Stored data
═══
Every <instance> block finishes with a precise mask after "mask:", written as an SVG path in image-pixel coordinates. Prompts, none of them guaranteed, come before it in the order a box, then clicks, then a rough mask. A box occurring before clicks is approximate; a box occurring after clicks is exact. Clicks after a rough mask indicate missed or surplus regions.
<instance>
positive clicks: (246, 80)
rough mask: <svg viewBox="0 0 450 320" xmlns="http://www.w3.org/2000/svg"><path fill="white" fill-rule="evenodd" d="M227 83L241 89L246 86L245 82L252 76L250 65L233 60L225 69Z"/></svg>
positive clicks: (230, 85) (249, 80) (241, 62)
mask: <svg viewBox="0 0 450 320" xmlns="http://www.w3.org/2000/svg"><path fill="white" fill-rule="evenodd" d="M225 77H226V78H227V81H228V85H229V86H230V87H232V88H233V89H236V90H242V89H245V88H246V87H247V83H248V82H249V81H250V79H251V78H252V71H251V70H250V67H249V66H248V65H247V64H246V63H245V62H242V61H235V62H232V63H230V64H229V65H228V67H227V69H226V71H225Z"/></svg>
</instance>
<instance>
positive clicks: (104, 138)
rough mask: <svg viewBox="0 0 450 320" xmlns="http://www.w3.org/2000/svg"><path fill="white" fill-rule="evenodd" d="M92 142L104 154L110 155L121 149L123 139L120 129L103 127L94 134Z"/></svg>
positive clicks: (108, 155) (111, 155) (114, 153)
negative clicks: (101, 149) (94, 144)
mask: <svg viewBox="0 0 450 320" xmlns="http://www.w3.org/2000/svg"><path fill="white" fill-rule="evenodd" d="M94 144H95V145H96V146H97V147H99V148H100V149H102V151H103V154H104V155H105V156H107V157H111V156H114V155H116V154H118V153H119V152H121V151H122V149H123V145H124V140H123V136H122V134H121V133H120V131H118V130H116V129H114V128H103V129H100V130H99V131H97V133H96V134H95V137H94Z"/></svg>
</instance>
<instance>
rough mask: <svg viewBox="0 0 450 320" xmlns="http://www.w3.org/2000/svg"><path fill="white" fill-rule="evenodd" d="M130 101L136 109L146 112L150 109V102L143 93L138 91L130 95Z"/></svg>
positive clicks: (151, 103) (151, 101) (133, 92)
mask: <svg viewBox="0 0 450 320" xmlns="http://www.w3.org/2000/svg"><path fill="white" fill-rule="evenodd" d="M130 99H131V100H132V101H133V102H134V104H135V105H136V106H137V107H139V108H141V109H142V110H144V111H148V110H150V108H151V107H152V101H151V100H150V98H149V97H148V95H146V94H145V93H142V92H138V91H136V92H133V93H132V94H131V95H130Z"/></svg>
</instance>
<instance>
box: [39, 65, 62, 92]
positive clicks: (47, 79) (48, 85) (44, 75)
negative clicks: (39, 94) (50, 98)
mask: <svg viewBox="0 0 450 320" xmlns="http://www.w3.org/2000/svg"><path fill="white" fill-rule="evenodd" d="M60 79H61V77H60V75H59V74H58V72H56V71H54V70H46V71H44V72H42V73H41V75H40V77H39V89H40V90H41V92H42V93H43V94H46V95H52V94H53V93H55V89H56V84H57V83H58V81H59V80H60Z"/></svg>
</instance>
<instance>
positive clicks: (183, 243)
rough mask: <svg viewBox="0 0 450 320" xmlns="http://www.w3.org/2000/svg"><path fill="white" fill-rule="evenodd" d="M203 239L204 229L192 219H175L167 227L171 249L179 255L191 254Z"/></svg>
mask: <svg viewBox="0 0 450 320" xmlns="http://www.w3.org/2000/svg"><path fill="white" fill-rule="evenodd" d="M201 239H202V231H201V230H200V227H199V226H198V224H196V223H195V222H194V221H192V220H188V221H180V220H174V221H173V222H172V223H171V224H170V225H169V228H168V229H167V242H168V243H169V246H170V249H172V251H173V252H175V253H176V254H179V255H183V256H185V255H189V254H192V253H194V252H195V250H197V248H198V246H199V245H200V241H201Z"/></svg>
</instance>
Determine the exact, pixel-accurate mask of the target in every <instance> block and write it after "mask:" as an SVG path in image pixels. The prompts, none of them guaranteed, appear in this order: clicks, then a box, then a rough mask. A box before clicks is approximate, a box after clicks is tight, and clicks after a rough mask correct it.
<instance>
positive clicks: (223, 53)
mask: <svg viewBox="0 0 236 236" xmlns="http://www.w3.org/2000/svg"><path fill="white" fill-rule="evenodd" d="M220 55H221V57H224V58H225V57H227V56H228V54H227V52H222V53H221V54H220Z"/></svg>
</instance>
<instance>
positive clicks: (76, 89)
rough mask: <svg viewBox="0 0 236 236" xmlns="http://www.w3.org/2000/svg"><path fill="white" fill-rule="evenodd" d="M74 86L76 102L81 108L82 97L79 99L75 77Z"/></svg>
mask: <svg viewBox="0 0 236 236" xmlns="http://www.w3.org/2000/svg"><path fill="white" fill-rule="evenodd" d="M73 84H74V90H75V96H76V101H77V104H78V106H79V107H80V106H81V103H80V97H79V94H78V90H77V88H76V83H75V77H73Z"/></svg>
═══
» Problem to work on:
Every entry is to be printed exactly as given.

» Response:
Every <instance> block finishes with a precise mask after "mask:", written as an SVG path in image-pixel coordinates. Prompts, none of them guaranteed, come before it in the order a box, then clicks, then a rough mask. A box occurring before clicks is approximate; a box occurring after clicks is exact. Clicks after a rough mask indicate missed or surplus regions.
<instance>
positive clicks: (246, 80)
rough mask: <svg viewBox="0 0 450 320" xmlns="http://www.w3.org/2000/svg"><path fill="white" fill-rule="evenodd" d="M227 83L241 89L246 86L245 82L252 76L250 65L233 60L225 69Z"/></svg>
positive clicks: (230, 85) (249, 80) (241, 62)
mask: <svg viewBox="0 0 450 320" xmlns="http://www.w3.org/2000/svg"><path fill="white" fill-rule="evenodd" d="M225 77H226V78H227V81H228V85H229V86H230V87H232V88H233V89H236V90H242V89H245V88H246V87H247V83H248V82H249V81H250V79H251V78H252V71H251V70H250V67H249V66H248V65H247V64H246V63H245V62H242V61H235V62H232V63H230V64H229V65H228V67H227V69H226V71H225Z"/></svg>
</instance>
<instance>
positive clicks: (104, 138)
rough mask: <svg viewBox="0 0 450 320" xmlns="http://www.w3.org/2000/svg"><path fill="white" fill-rule="evenodd" d="M92 142L104 154L110 155L121 149L123 139L120 129L103 127L94 134Z"/></svg>
positive clicks: (108, 155) (111, 155) (114, 153)
negative clicks: (101, 149) (94, 144)
mask: <svg viewBox="0 0 450 320" xmlns="http://www.w3.org/2000/svg"><path fill="white" fill-rule="evenodd" d="M94 144H95V145H96V146H97V147H99V148H100V149H102V151H103V154H104V155H105V156H107V157H111V156H114V155H116V154H118V153H119V152H121V151H122V149H123V145H124V140H123V136H122V134H121V133H120V131H118V130H116V129H114V128H103V129H100V130H99V131H97V133H96V134H95V137H94Z"/></svg>
</instance>
<instance>
rough mask: <svg viewBox="0 0 450 320" xmlns="http://www.w3.org/2000/svg"><path fill="white" fill-rule="evenodd" d="M130 101L136 109L146 112L150 109V102L143 93L138 91L130 95Z"/></svg>
positive clicks: (151, 103) (151, 101) (133, 92)
mask: <svg viewBox="0 0 450 320" xmlns="http://www.w3.org/2000/svg"><path fill="white" fill-rule="evenodd" d="M130 99H131V100H132V101H133V102H134V104H135V105H136V106H137V107H139V108H141V109H142V110H144V111H148V110H150V108H151V107H152V101H151V100H150V98H149V97H148V95H146V94H145V93H142V92H138V91H136V92H133V93H132V94H131V95H130Z"/></svg>
</instance>
<instance>
box: [39, 65, 62, 92]
positive clicks: (47, 79) (48, 85) (44, 75)
negative clicks: (39, 94) (50, 98)
mask: <svg viewBox="0 0 450 320" xmlns="http://www.w3.org/2000/svg"><path fill="white" fill-rule="evenodd" d="M60 79H61V77H60V75H59V74H58V72H56V71H54V70H46V71H44V72H42V73H41V75H40V77H39V89H40V90H41V92H42V93H43V94H46V95H52V94H53V93H55V89H56V84H57V83H58V81H59V80H60Z"/></svg>
</instance>
<instance>
positive clicks: (183, 243)
rough mask: <svg viewBox="0 0 450 320" xmlns="http://www.w3.org/2000/svg"><path fill="white" fill-rule="evenodd" d="M203 239L204 229L192 219H175L167 227L171 249L179 255L191 254Z"/></svg>
mask: <svg viewBox="0 0 450 320" xmlns="http://www.w3.org/2000/svg"><path fill="white" fill-rule="evenodd" d="M201 239H202V231H201V230H200V227H199V226H198V224H196V223H195V222H194V221H192V220H188V221H180V220H174V221H173V222H172V223H171V224H170V225H169V228H168V229H167V242H168V243H169V246H170V249H172V251H173V252H175V253H176V254H179V255H183V256H185V255H189V254H192V253H194V252H195V250H197V248H198V246H199V245H200V241H201Z"/></svg>
</instance>
Determine the exact, pixel-accurate mask of the target in every <instance> block and write it after "mask:" as an SVG path in image pixels. The prompts, none of them guaranteed, appear in this order: clicks, then a box, then a rough mask. A box before clicks is approximate, a box after clicks is tight, and clicks after a rough mask correct it.
<instance>
positive clicks: (223, 53)
mask: <svg viewBox="0 0 236 236" xmlns="http://www.w3.org/2000/svg"><path fill="white" fill-rule="evenodd" d="M220 55H221V57H224V58H225V57H227V56H228V54H227V52H222V53H221V54H220Z"/></svg>
</instance>
<instance>
positive clicks: (76, 89)
rough mask: <svg viewBox="0 0 236 236" xmlns="http://www.w3.org/2000/svg"><path fill="white" fill-rule="evenodd" d="M74 86L76 102L81 108L82 97L79 99L75 77Z"/></svg>
mask: <svg viewBox="0 0 236 236" xmlns="http://www.w3.org/2000/svg"><path fill="white" fill-rule="evenodd" d="M73 84H74V90H75V96H76V101H77V104H78V106H79V107H80V106H81V103H80V97H79V94H78V90H77V88H76V83H75V77H73Z"/></svg>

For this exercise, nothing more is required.